> _WHAT TO WORK ON_:
Render every line of the material below as a Markdown table with two columns, Row and Line, numbering the rows in order and omitting blank lines.

[Collected data entries]
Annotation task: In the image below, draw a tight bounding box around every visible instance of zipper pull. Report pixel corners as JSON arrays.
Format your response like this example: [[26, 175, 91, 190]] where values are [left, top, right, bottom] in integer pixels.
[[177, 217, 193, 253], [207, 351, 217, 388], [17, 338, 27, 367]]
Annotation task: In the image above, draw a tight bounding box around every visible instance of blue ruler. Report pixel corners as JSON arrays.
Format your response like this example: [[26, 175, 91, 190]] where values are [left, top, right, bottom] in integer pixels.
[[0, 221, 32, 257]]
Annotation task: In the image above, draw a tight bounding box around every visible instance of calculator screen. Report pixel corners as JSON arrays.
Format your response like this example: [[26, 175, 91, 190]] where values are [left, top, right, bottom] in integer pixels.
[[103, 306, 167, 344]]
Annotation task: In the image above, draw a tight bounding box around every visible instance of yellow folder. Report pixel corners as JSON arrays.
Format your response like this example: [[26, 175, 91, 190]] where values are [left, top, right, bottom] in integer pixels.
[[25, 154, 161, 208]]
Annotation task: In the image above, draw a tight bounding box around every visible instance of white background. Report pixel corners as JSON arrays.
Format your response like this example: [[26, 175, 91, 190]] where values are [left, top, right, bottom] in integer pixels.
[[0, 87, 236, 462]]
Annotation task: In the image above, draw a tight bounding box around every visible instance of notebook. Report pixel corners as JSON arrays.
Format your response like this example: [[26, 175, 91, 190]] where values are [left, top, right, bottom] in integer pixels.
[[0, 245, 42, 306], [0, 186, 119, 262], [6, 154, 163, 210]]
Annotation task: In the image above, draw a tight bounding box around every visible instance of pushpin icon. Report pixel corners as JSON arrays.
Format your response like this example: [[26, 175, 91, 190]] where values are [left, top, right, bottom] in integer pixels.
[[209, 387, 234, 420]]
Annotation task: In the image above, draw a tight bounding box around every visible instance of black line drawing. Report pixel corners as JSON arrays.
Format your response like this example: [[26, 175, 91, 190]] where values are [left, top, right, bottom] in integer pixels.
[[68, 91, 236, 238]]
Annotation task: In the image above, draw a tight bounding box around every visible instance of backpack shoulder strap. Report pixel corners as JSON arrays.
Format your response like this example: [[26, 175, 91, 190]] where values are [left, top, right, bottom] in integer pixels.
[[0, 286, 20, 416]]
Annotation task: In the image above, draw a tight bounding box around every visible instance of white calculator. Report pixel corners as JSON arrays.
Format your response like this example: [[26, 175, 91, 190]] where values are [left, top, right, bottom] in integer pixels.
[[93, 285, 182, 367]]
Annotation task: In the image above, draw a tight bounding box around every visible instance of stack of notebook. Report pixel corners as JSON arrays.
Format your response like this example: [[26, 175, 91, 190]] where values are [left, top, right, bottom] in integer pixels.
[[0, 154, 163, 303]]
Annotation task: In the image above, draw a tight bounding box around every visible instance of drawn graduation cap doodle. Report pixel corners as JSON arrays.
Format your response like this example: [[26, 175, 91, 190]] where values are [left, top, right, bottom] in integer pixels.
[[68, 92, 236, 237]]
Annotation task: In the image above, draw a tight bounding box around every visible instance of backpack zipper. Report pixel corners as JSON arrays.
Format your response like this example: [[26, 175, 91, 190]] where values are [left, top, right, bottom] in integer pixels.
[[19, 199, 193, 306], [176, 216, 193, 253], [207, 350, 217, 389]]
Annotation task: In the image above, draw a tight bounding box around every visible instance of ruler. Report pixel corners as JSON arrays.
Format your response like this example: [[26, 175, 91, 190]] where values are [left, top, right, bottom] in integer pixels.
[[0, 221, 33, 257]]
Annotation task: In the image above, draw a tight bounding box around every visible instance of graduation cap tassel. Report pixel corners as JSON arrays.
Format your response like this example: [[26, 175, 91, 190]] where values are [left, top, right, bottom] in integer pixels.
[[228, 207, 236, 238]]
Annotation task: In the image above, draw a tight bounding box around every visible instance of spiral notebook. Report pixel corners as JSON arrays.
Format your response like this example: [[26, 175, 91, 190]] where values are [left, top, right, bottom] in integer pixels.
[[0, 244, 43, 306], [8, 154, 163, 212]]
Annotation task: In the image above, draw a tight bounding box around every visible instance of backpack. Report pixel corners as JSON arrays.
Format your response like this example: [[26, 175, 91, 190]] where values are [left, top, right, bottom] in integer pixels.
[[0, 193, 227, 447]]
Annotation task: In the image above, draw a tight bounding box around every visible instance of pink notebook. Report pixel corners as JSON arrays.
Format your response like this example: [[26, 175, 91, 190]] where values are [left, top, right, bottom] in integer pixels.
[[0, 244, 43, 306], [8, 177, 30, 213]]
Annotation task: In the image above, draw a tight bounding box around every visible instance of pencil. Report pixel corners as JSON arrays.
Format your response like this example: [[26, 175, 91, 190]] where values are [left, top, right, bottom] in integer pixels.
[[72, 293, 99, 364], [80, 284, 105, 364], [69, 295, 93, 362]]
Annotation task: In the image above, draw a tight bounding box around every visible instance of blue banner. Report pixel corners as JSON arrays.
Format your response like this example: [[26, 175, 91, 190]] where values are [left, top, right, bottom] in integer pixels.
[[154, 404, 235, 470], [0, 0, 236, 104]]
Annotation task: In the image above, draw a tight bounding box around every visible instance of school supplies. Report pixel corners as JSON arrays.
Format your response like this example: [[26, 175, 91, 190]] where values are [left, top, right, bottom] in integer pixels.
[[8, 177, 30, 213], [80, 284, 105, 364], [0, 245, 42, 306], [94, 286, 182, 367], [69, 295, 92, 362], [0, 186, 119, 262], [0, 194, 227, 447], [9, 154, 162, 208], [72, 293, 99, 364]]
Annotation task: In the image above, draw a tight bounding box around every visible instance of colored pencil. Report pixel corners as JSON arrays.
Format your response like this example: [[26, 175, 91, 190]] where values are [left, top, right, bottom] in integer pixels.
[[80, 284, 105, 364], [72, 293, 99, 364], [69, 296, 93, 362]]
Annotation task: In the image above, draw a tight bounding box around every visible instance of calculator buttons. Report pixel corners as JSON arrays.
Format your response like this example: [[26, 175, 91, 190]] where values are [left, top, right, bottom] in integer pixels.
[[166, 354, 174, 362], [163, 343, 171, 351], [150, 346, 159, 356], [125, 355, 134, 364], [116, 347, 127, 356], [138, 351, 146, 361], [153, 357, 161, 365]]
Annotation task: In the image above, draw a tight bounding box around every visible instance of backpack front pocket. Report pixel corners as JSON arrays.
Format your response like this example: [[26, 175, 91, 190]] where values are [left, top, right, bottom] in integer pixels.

> _EXPECTED OUTPUT_:
| Row | Line |
|---|---|
| 1 | Annotation task: In the image below, draw a tight bounding box around every visible instance of zipper pull. Report pixel corners as JSON arrays. |
| 2 | Format your response like this example: [[26, 175, 91, 190]] where values are [left, top, right, bottom] in integer pixels. |
| 3 | [[177, 217, 193, 253], [207, 351, 217, 388], [17, 338, 27, 367]] |
| 4 | Annotation task: In the image above, draw a tight bounding box around every visible instance of blue ruler. Report pixel corners as JSON arrays. |
| 5 | Format your response like this example: [[26, 175, 91, 190]] where values are [left, top, right, bottom] in integer pixels. |
| 6 | [[0, 221, 32, 257]] |
| 7 | Annotation task: In the image above, draw a tight bounding box around every visible instance of calculator screen. Report pixel corners as JSON arrays. |
| 8 | Format your response like this example: [[26, 175, 91, 190]] where values are [left, top, right, bottom] in integer pixels. |
| 9 | [[103, 306, 167, 344]] |
| 10 | Annotation task: In the image above, draw a tight bounding box around every visible instance of yellow folder. Report pixel corners as JSON arrays. |
| 11 | Format your response like this example: [[26, 175, 91, 190]] where values are [left, top, right, bottom] in integer pixels. |
| 12 | [[25, 154, 161, 208]] |
| 13 | Annotation task: In the image above, draw a tight bounding box around every visible instance of white background. Report pixel corners as JSON arrays. |
| 14 | Format your response like this example: [[26, 175, 91, 190]] where values are [left, top, right, bottom] in integer pixels. |
| 15 | [[0, 87, 236, 462]] |
| 16 | Annotation task: In the image above, draw a tight bounding box around every visible instance of notebook. Report pixel corners as JSON arrays. |
| 17 | Format your response like this example: [[26, 175, 91, 190]] where values are [left, top, right, bottom] in integer pixels. |
| 18 | [[0, 245, 42, 306], [0, 186, 119, 262], [6, 154, 163, 210]] |
| 19 | Annotation task: In the image above, draw a tight bounding box around every visible instance of pushpin icon. Report pixel corners as JSON arrays. |
| 20 | Format your response like this example: [[26, 175, 91, 190]] where values are [left, top, right, bottom] in integer pixels. |
| 21 | [[209, 387, 234, 420]] |
| 22 | Annotation task: In the image above, draw a tight bounding box around every visible instance of black line drawing. Report pixel corners as JSON arrays. |
| 23 | Format your response like this example: [[26, 175, 91, 190]] where values are [left, top, right, bottom] in integer pixels. |
| 24 | [[68, 91, 236, 238]] |
| 25 | Annotation task: In the image above, draw a tight bounding box around every visible instance of backpack shoulder strap. Report pixel corners as JSON arrays. |
| 26 | Format your response like this example: [[26, 175, 91, 190]] where values are [left, top, right, bottom] in integer pixels. |
| 27 | [[0, 286, 20, 416]] |
| 28 | Annotation task: In the image above, draw a tight bounding box around every visible instance of white calculator. Report pixel corners as JSON arrays. |
| 29 | Format your response like this example: [[26, 175, 91, 190]] where values are [left, top, right, bottom] in integer pixels. |
| 30 | [[93, 285, 182, 367]] |
| 31 | Annotation task: In the image above, draw a tight bounding box around every visible instance of stack of notebook. Report pixel corners as JSON arrays. |
| 32 | Format your response like this example: [[26, 175, 91, 190]] where values are [left, top, right, bottom] in integer pixels. |
| 33 | [[0, 154, 163, 303]] |
| 34 | Annotation task: In the image above, draw a tight bounding box around every visible instance of drawn graduation cap doodle. Report pixel corners as JSON arrays. |
| 35 | Format your response like this example: [[26, 175, 91, 190]] where values are [left, top, right, bottom] in integer pixels. |
| 36 | [[68, 92, 236, 237]] |
| 37 | Annotation task: In the image above, draw a tight bounding box around every visible instance of backpack zipper. Report pixel corners as JSON arrays. |
| 38 | Format your response like this example: [[26, 175, 91, 190]] where values are [left, top, right, bottom] in integer pixels. |
| 39 | [[19, 199, 193, 306], [176, 216, 193, 253], [207, 350, 217, 389]] |
| 40 | Annotation task: In the image above, draw a tight bounding box around every visible instance of ruler. Report pixel corners as JSON arrays. |
| 41 | Format your response like this example: [[26, 175, 91, 190]] where values are [left, top, right, bottom] in integer pixels. |
| 42 | [[0, 221, 33, 257]] |
| 43 | Annotation task: In the image above, draw a tight bounding box around every visible instance of graduation cap tassel. Report pixel corners as JSON arrays. |
| 44 | Format your response like this example: [[26, 175, 91, 190]] where values are [left, top, right, bottom] in integer pixels. |
| 45 | [[228, 207, 236, 238]] |
| 46 | Annotation task: In the image above, draw a tight bounding box around every visible instance of spiral notebook. Report pixel corners as JSON arrays. |
| 47 | Format your response like this example: [[26, 175, 91, 190]] where values are [left, top, right, bottom] in integer pixels. |
| 48 | [[0, 244, 43, 306], [8, 154, 163, 212]] |
| 49 | Annotation task: In the image above, draw a tight bounding box around every visible instance of backpack. Report pixel corners as JSON arrays. |
| 50 | Format your response like this example: [[26, 175, 91, 190]] where values are [left, top, right, bottom] in integer pixels. |
| 51 | [[0, 193, 227, 447]] |
| 52 | Annotation task: In the image above, draw a tight bounding box around every visible instance of pink notebook. Report pixel corners as JSON arrays. |
| 53 | Format your response like this example: [[26, 175, 91, 190]] where values are [left, top, right, bottom] in integer pixels. |
| 54 | [[0, 244, 43, 306], [8, 177, 30, 213]] |
| 55 | Annotation task: In the image above, draw a tight bounding box around every visible instance of pencil. Report pixel corners as JSON arrays. |
| 56 | Format your response like this example: [[26, 175, 91, 190]] where values are [left, top, right, bottom] in integer pixels. |
| 57 | [[72, 293, 99, 364], [80, 284, 105, 364], [69, 295, 93, 362]] |
| 58 | Annotation task: In the image above, draw a tight bounding box around every visible instance of blue banner. Report pixel corners as JSON arrays. |
| 59 | Format your response like this example: [[26, 175, 91, 190]] where values are [left, top, right, bottom] in integer pixels. |
| 60 | [[154, 404, 235, 470], [0, 0, 236, 104]] |
| 61 | Annotation task: In the image above, draw a tight bounding box around every visible instance of school supplies. Report pixel corners as JSON arrays. |
| 62 | Format your response like this example: [[26, 175, 91, 190]] where values are [left, top, right, bottom] in integer pixels. |
| 63 | [[8, 177, 30, 213], [80, 284, 105, 364], [0, 245, 42, 306], [94, 286, 182, 367], [69, 295, 92, 362], [0, 186, 119, 262], [0, 194, 227, 447], [9, 154, 162, 208], [72, 293, 99, 364]] |
| 64 | Annotation task: In the image above, draw a tight bounding box around every visible instance of colored pencil. Report pixel corners as JSON arrays. |
| 65 | Format your response like this example: [[26, 175, 91, 190]] where values are [left, top, right, bottom] in integer pixels. |
| 66 | [[80, 284, 105, 364], [72, 293, 99, 364], [69, 296, 93, 362]] |
| 67 | Annotation task: In the image above, draw a tight bounding box around every visible instance of calculator buttons. Report pixel corners as JSON arrays. |
| 68 | Format your response like this example: [[26, 175, 91, 190]] where values are [left, top, right, bottom] in integer pixels. |
| 69 | [[166, 354, 174, 362], [163, 343, 171, 351], [150, 346, 159, 356], [125, 355, 134, 364], [116, 347, 127, 356], [138, 351, 146, 361], [153, 357, 161, 365]] |
| 70 | Annotation task: In the image above, draw a tight bounding box around every visible instance of backpack front pocket. Report pixel corners as JSON arrays. |
| 71 | Format your response like this example: [[26, 175, 91, 190]] where values are [left, top, right, bottom] in integer pixels. |